→ Exercise
A single number is expected: the count of lines below where the word "leafless" occurs.

(Records from a data source)
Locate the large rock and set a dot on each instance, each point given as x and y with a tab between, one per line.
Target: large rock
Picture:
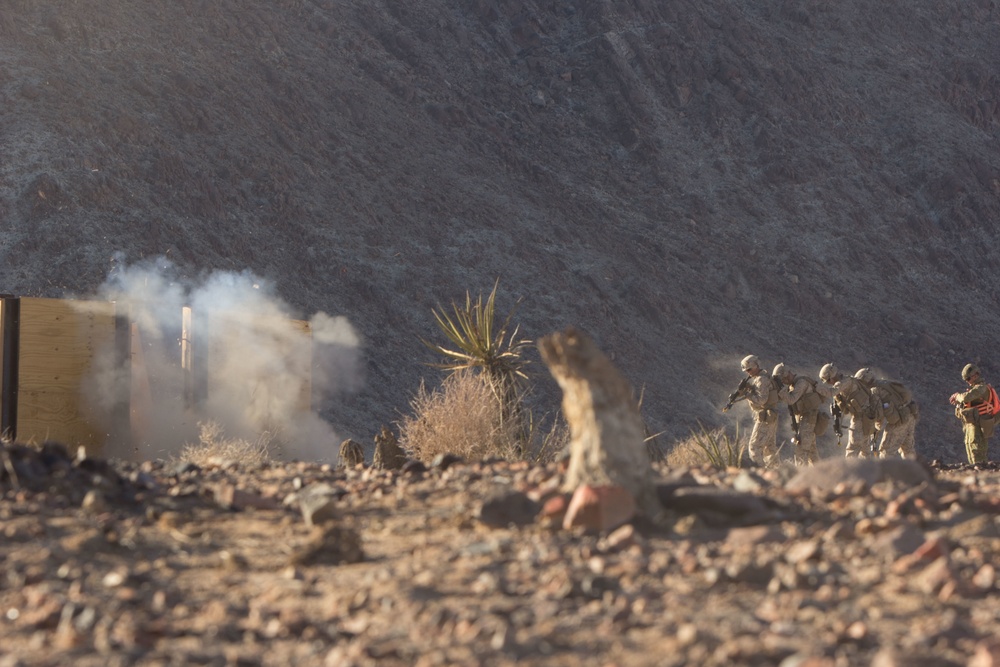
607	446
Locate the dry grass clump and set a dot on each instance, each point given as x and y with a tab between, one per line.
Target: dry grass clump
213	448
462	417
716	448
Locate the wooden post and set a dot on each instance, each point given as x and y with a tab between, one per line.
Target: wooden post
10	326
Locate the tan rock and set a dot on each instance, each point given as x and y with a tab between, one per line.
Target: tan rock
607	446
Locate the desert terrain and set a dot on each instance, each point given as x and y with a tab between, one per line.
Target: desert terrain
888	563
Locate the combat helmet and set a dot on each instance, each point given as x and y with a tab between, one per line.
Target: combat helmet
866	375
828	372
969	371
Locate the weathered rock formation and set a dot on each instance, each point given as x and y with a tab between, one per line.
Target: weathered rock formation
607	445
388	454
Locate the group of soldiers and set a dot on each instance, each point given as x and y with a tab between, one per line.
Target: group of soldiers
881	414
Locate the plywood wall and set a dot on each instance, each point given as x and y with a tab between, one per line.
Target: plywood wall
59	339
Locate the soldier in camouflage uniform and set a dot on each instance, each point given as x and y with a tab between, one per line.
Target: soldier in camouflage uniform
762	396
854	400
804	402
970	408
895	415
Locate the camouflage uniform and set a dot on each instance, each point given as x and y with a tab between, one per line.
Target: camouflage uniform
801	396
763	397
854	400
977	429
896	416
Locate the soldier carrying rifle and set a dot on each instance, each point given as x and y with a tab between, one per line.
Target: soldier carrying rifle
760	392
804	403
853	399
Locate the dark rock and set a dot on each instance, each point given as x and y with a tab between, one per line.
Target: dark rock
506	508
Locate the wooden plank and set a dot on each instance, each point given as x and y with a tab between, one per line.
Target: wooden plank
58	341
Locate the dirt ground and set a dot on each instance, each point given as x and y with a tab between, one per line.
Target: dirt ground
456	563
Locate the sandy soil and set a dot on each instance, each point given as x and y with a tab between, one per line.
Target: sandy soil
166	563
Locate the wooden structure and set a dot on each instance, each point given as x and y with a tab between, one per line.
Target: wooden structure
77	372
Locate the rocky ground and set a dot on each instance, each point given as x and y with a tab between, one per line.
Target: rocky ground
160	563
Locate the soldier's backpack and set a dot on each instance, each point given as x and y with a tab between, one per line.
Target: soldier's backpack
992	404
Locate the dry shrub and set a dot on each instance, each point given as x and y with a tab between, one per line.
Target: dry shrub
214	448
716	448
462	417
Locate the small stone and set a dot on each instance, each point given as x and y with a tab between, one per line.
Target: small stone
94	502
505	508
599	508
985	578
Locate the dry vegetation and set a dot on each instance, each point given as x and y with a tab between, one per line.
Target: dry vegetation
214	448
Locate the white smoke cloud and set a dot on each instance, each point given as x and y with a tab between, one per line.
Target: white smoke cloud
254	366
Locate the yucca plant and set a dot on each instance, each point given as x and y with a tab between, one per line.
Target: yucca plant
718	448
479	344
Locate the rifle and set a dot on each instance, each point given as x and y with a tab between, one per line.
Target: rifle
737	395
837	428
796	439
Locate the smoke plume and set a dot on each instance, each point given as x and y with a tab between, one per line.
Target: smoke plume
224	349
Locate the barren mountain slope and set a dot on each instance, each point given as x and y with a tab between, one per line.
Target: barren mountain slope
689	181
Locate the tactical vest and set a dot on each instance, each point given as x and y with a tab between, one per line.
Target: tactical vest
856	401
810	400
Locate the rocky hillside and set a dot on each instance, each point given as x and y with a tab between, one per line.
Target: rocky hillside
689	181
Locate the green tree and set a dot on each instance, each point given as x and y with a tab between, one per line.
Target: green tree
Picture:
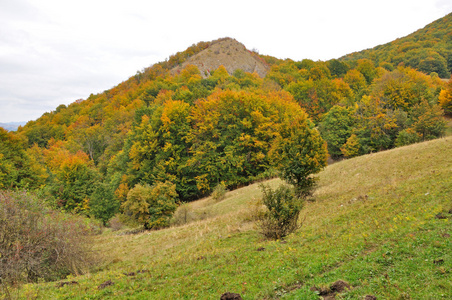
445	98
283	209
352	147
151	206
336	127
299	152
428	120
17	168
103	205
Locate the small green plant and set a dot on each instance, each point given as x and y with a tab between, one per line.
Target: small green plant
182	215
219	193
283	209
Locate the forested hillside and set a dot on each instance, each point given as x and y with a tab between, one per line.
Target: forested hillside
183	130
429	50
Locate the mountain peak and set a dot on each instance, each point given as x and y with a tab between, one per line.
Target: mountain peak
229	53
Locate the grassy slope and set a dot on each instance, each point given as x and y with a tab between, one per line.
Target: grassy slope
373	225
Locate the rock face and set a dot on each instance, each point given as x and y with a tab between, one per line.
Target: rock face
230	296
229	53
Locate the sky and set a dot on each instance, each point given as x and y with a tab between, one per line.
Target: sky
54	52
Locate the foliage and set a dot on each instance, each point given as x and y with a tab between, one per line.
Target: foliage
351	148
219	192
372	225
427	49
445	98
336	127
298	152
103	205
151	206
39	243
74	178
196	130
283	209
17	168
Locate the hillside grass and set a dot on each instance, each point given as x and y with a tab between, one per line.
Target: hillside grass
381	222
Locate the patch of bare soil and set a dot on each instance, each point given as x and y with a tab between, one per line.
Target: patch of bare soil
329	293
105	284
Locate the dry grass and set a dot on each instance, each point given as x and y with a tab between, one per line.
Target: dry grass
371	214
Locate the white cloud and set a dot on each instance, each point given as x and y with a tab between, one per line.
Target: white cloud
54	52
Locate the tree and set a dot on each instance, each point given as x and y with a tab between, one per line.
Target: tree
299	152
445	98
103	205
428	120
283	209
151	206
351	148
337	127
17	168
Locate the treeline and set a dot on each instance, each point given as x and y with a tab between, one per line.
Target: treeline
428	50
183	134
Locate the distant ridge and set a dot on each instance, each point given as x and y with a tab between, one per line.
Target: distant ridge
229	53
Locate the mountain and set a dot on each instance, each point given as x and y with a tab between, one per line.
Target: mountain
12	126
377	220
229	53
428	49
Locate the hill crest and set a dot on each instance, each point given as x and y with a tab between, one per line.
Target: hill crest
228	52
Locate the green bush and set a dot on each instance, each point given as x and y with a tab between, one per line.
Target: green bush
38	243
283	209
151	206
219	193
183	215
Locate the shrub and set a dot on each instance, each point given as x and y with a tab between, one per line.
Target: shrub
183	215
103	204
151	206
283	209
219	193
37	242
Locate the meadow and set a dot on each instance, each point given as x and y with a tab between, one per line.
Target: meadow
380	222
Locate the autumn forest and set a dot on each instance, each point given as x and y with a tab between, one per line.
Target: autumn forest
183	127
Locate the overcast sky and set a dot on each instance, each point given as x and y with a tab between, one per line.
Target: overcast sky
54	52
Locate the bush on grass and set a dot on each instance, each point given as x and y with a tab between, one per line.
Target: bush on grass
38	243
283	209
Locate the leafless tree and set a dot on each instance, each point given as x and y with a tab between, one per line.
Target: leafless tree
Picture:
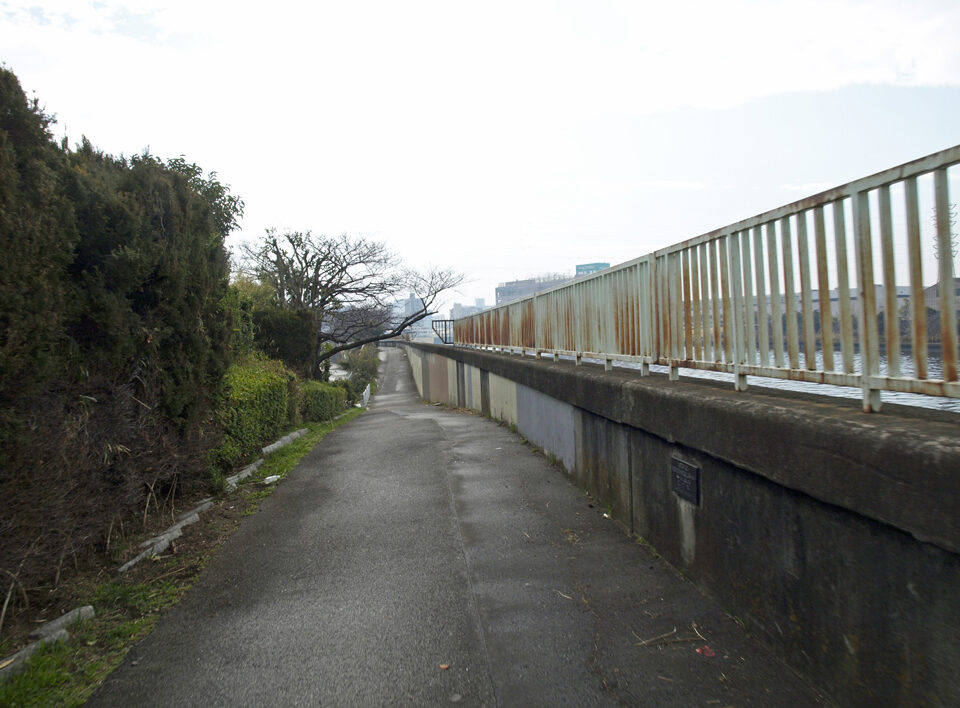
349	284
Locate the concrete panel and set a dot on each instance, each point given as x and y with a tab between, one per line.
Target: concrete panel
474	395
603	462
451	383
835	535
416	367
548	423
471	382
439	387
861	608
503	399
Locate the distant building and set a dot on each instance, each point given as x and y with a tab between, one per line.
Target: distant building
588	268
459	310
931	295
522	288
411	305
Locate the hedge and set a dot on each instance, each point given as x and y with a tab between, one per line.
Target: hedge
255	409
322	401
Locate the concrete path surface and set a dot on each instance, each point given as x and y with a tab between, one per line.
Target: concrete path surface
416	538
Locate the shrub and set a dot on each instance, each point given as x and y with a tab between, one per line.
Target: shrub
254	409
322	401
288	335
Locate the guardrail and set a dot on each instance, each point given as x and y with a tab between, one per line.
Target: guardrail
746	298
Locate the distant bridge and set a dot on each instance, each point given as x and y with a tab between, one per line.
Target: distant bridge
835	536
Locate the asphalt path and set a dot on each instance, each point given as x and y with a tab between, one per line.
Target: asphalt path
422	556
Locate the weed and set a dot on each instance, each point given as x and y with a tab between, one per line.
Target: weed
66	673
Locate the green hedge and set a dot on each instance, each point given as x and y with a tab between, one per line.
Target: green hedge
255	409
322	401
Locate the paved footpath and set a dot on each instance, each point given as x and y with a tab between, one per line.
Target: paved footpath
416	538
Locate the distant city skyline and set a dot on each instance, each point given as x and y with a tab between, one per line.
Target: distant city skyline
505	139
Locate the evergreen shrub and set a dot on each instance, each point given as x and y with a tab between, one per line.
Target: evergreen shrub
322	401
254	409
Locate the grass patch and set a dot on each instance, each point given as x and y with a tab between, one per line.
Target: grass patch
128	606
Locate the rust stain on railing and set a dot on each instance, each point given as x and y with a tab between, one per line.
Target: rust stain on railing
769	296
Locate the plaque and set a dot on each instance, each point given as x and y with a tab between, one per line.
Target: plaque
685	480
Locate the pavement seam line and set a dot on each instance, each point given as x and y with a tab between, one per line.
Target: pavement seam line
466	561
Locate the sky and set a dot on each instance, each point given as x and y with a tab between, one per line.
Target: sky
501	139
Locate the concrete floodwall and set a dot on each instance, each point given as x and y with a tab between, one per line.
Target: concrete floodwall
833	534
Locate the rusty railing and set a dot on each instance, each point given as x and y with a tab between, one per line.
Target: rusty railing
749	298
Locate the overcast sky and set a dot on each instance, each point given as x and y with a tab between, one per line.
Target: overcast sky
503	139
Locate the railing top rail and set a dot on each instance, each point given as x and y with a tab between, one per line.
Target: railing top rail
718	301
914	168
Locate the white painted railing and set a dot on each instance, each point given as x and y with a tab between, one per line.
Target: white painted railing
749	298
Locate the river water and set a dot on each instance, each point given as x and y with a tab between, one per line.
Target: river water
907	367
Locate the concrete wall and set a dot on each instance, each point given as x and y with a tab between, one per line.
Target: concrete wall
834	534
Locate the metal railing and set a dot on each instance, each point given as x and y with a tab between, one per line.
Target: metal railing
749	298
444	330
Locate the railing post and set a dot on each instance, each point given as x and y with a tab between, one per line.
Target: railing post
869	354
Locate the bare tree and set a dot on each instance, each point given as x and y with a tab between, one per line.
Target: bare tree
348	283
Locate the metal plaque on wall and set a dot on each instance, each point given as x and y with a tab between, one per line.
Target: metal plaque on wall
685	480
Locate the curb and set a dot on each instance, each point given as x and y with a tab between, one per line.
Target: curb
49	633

→ Solution
2